====== TEXT SHOWN ======
It also offered a fascinating explanation for the Rhind Papyrus math problems calculating the volume of cylindrical grain silos.
Initiated by permission from Egypt’s Supreme Council of Antiquities, under the direction of Nadine Moeller, Assistant Professor, Oriental Institute, University of Chicago, the silos at Tell Edfu are the largest granaries found in ancient Egypt.
Oriental Institute Director Gil Stein said, “Nadine Moeller’s discovery of silos and local administrative buildings shows us how these cities actually functioned as places where the agricultural wealth of the Nile valley was mobilized for the state.” He added, “Grain as currency provided the sinews of power for the pharaoh.”
Dating from around 1630-1520BCE, the grain silos are roughly contemporary to the Rhind Papyrus.
Providing context for calculating granary silo volumes, it becomes immediately clear that ancient Egyptian economists relied on the concept of pi to keep accurate accounting records for financial and budgetary purposes.
As Moeller noted, “Because grain was a form of currency, the silos functioned as a bank and a food source.”
The Pi wasn’t the sole irrational number that the Egyptians dealt with. According to historians and archeologists the Egyptians were similarly aware of the Golden Ratio (1.618 …); this number which masters the proportions appearing throughout creation from the human DNA and quasi-crystals to the solar system and even in the price and timing movements of stock markets and foreign currency exchange.
======
**TASK:** Transcribe the stretch from "It also offered" through "the Rhind Papyrus." in the passage on the Tell Edfu grain silos.
====== ENTRIES SHOWN ======
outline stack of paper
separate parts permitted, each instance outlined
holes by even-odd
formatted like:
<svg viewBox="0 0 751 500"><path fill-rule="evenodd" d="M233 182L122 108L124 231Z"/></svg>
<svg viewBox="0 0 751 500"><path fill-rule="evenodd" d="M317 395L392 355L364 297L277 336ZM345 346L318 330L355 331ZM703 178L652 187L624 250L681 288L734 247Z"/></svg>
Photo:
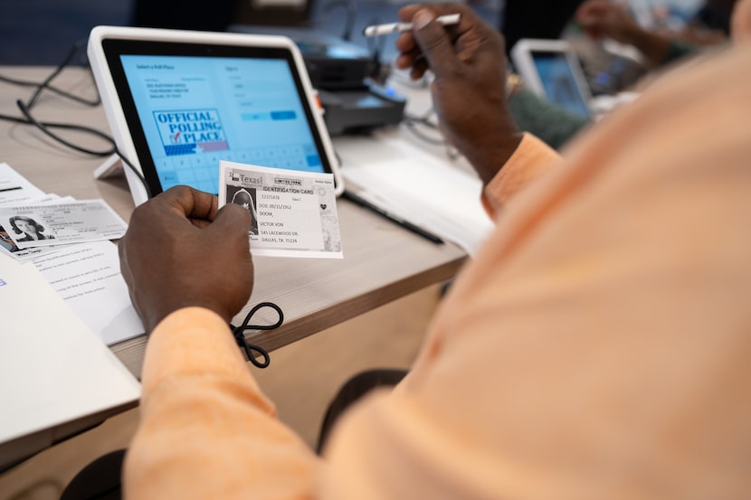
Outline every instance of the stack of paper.
<svg viewBox="0 0 751 500"><path fill-rule="evenodd" d="M22 231L33 221L34 240ZM102 200L76 202L47 194L7 164L0 164L0 270L33 262L68 306L107 344L143 334L108 240L127 229Z"/></svg>
<svg viewBox="0 0 751 500"><path fill-rule="evenodd" d="M55 428L134 403L138 382L36 268L0 256L0 466Z"/></svg>
<svg viewBox="0 0 751 500"><path fill-rule="evenodd" d="M376 139L376 150L372 138L337 143L347 187L356 184L360 197L474 255L493 230L480 179L403 138Z"/></svg>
======
**SOLUTION TO THIS PROBLEM:**
It also offered a fascinating explanation for the Rhind Papyrus math problems calculating the volume of cylindrical grain silos.
Initiated by permission from Egypt’s Supreme Council of Antiquities, under the direction of Nadine Moeller, Assistant Professor, Oriental Institute, University of Chicago, the silos at Tell Edfu are the largest granaries found in ancient Egypt.
Oriental Institute Director Gil Stein said, “Nadine Moeller’s discovery of silos and local administrative buildings shows us how these cities actually functioned as places where the agricultural wealth of the Nile valley was mobilized for the state.” He added, “Grain as currency provided the sinews of power for the pharaoh.”
Dating from around 1630-1520BCE, the grain silos are roughly contemporary to the Rhind Papyrus.